[Dataset records about object locations]
****************************************

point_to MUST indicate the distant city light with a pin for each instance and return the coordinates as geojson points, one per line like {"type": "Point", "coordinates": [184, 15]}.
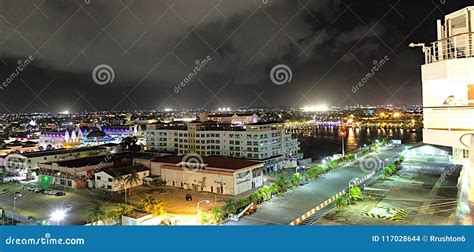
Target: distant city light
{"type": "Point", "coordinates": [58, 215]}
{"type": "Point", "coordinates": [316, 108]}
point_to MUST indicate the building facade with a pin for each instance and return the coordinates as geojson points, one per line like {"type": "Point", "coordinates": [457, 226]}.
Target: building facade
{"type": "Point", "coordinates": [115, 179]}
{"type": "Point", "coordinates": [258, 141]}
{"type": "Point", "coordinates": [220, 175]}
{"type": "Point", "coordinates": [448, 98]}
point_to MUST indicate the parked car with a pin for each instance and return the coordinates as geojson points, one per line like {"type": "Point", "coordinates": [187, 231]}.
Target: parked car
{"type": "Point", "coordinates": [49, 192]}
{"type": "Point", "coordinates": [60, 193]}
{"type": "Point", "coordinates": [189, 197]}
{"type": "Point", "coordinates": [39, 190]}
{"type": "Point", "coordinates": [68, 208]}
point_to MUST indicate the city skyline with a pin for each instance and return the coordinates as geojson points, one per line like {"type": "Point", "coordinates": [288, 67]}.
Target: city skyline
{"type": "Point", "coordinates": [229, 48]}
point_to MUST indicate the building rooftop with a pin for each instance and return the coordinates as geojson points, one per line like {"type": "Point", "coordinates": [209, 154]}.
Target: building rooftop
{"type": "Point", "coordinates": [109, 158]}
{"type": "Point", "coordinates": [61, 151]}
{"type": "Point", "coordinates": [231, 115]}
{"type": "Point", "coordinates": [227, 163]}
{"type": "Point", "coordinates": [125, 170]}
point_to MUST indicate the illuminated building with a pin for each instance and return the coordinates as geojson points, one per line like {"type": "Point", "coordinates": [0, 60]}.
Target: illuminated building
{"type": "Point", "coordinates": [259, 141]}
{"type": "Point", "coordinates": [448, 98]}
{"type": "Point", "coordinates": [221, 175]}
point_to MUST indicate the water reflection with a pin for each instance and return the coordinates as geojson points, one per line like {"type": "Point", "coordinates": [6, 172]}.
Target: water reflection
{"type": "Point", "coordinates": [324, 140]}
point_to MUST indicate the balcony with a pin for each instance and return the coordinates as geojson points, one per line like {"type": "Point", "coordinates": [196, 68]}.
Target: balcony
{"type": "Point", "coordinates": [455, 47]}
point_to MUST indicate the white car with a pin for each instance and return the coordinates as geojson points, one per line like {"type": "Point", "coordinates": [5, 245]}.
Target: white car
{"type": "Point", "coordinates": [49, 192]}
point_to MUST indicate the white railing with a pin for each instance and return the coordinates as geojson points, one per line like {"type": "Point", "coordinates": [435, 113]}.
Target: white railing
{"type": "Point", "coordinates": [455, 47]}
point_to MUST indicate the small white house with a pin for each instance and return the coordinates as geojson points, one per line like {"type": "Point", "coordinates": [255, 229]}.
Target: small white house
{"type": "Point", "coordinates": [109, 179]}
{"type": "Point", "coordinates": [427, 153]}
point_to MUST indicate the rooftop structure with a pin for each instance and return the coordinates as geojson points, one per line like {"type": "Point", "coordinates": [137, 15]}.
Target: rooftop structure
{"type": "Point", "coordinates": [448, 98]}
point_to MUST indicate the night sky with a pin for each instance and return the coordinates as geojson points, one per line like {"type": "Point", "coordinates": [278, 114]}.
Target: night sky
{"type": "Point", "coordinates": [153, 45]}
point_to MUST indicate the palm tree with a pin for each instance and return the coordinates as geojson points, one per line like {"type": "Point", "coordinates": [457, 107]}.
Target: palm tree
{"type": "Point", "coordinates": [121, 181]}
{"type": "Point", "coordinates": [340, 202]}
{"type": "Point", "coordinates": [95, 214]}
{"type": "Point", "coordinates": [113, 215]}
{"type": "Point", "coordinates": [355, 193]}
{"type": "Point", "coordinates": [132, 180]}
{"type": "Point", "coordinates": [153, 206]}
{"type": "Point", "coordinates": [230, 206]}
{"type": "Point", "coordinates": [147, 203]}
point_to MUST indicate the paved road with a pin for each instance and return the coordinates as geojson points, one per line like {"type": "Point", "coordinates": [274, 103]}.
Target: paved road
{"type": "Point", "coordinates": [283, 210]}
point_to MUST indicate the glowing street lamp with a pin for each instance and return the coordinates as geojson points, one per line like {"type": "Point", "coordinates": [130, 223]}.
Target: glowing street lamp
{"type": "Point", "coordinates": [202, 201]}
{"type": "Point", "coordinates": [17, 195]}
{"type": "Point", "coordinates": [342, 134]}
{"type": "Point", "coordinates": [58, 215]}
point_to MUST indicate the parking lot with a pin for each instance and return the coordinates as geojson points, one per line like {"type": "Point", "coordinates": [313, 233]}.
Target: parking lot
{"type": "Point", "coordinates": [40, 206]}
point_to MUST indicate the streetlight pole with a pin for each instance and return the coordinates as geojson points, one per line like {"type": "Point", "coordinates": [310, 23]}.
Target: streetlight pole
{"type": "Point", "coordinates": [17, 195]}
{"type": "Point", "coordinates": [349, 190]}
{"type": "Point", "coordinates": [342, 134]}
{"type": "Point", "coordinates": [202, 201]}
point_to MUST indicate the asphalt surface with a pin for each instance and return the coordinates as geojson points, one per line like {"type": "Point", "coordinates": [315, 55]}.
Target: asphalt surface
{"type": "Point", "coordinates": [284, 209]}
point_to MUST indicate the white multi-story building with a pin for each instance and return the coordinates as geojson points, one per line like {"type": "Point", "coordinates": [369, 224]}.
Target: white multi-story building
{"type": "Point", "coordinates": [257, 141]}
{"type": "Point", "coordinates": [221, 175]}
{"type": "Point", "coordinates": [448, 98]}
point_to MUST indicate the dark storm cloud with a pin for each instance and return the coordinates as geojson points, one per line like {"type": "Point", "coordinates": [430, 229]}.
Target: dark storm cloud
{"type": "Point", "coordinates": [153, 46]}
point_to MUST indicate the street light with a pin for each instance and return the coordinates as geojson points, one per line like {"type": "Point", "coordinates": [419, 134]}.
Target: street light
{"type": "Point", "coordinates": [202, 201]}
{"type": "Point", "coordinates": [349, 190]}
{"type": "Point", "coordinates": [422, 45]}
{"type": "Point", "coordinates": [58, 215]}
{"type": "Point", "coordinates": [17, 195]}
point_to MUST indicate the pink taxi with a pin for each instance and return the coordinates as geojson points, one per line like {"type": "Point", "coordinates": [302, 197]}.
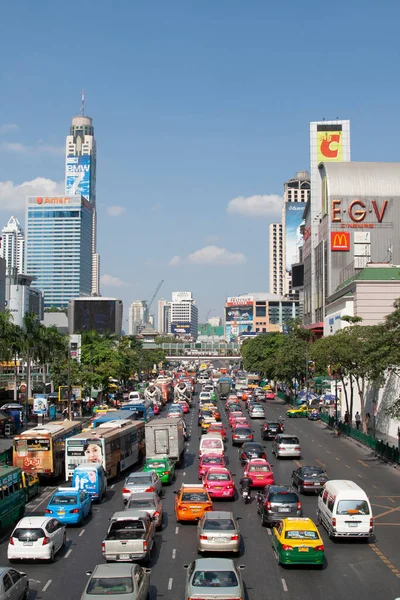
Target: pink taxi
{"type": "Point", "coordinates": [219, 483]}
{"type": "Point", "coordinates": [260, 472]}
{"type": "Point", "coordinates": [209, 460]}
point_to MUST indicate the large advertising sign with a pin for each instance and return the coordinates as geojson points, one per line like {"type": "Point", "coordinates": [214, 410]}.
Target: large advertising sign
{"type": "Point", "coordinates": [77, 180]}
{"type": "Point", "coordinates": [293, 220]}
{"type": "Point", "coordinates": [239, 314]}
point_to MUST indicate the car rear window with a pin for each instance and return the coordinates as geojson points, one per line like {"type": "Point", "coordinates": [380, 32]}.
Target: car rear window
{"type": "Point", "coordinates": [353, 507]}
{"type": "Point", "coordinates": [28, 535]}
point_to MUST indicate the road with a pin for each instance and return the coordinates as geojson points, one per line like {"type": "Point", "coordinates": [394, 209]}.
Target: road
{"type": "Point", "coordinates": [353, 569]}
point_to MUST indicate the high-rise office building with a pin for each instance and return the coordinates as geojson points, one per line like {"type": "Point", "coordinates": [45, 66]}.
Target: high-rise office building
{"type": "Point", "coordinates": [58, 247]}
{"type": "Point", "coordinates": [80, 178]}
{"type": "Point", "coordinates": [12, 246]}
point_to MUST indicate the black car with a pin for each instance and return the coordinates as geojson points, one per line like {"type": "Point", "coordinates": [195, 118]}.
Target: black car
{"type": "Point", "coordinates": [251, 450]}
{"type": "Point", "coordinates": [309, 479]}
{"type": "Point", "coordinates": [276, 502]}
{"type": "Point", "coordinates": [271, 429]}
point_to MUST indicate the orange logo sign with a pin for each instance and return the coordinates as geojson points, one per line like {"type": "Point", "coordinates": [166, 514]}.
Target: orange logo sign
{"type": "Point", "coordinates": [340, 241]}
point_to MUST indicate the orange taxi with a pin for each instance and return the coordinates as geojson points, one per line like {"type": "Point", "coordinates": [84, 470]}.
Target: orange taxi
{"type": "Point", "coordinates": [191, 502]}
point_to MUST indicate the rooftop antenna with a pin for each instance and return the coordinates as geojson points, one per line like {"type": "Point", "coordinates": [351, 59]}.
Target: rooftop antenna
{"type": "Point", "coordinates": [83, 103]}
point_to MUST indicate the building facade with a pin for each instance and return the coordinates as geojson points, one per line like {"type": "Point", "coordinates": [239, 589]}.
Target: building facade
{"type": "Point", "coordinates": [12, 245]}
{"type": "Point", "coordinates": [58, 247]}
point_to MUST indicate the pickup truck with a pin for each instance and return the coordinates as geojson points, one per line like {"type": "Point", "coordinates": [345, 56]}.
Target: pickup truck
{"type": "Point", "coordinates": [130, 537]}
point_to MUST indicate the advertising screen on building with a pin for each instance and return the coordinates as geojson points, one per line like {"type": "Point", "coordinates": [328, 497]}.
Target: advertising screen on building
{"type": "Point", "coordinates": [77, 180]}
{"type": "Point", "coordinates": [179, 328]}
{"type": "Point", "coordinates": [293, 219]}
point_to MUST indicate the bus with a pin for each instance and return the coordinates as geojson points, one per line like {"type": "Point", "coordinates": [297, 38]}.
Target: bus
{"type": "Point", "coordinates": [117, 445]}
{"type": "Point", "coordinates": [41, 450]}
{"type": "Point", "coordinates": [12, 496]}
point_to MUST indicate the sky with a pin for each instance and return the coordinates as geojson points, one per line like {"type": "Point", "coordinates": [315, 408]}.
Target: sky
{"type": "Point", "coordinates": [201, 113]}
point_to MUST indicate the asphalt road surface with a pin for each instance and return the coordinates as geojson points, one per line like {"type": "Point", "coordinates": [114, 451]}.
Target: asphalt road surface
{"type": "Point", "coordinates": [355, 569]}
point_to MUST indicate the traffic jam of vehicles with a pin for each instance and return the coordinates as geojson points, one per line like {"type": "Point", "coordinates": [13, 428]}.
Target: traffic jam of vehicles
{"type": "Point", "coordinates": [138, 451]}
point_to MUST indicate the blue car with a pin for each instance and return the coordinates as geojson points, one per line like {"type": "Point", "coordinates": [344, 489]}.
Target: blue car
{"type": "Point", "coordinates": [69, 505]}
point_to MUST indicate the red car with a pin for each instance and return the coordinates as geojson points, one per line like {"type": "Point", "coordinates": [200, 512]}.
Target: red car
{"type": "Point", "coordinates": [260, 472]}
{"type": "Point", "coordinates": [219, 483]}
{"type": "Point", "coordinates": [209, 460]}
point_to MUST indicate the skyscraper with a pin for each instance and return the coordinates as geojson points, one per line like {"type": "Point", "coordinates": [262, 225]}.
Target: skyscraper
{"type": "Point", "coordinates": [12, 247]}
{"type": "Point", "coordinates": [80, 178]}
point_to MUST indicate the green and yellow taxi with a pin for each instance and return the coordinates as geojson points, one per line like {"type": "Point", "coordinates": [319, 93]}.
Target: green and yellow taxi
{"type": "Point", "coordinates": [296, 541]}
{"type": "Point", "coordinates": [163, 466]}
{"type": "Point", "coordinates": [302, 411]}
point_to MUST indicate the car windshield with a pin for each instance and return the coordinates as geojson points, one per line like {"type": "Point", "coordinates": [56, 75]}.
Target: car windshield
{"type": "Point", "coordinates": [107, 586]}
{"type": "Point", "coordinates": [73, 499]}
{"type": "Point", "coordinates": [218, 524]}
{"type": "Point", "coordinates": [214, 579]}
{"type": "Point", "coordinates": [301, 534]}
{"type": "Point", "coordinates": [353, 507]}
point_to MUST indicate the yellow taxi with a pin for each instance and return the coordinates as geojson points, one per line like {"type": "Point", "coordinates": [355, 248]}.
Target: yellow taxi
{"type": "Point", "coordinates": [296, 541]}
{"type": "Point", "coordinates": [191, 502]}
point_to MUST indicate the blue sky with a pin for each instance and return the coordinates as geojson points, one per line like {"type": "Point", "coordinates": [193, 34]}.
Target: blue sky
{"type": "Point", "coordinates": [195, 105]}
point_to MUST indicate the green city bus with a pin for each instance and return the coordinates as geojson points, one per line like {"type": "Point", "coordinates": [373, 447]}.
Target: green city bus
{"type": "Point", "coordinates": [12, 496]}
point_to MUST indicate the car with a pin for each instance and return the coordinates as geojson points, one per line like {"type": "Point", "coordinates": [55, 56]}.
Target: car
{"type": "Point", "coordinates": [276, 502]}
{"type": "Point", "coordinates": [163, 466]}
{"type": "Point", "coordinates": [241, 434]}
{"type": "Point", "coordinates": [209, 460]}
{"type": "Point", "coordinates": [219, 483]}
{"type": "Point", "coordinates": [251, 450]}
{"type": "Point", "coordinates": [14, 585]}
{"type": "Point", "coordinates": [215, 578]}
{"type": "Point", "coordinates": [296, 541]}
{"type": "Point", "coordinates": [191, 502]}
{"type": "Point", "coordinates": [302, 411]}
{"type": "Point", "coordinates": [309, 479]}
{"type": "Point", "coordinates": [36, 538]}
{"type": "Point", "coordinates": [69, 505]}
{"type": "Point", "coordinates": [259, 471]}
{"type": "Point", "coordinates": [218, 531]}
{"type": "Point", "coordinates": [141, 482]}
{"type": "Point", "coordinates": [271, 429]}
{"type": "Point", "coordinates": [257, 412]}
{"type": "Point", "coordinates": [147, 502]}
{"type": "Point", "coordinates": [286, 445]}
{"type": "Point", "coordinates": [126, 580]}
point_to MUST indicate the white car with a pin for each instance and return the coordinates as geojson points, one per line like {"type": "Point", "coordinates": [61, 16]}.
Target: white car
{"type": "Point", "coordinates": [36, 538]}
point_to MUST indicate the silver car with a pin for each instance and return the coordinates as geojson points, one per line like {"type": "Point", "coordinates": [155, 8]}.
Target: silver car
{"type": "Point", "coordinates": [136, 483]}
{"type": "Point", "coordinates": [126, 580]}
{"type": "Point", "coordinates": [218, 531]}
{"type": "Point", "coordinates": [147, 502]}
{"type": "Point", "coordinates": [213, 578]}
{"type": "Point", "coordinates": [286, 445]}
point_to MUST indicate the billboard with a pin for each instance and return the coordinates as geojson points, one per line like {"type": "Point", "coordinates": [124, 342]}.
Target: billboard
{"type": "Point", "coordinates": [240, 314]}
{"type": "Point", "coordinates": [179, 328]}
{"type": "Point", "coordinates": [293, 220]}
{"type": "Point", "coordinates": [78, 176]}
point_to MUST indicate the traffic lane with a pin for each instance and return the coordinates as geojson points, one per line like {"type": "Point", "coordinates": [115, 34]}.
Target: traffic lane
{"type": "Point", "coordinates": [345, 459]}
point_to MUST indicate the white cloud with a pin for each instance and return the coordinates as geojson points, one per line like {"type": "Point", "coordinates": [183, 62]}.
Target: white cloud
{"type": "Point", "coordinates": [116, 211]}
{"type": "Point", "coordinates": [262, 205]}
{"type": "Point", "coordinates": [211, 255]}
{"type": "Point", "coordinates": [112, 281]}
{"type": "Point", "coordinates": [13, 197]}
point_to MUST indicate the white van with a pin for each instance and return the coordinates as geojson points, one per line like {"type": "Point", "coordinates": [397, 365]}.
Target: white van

****************************************

#### [Exercise requirements]
Copy, character for character, the lines from the line that holds "point_to MUST indicate the traffic lane" through the final line of the records above.

#### [Complete answer]
point_to MUST indicate the traffic lane with a pin for each instance and return the coordinates as geojson points, one per line like {"type": "Point", "coordinates": [115, 34]}.
Target: traffic lane
{"type": "Point", "coordinates": [345, 459]}
point_to MUST indicate the white cloud with a pin for each instance and return the coordinates as geojson points, one per line like {"type": "Point", "coordinates": [183, 62]}.
Target: white cloud
{"type": "Point", "coordinates": [116, 211]}
{"type": "Point", "coordinates": [262, 205]}
{"type": "Point", "coordinates": [211, 255]}
{"type": "Point", "coordinates": [112, 281]}
{"type": "Point", "coordinates": [13, 197]}
point_to MUST indicate the white van with a pin for each instance and return the coordinates as geojson points, one per line like {"type": "Point", "coordinates": [397, 365]}.
Target: white van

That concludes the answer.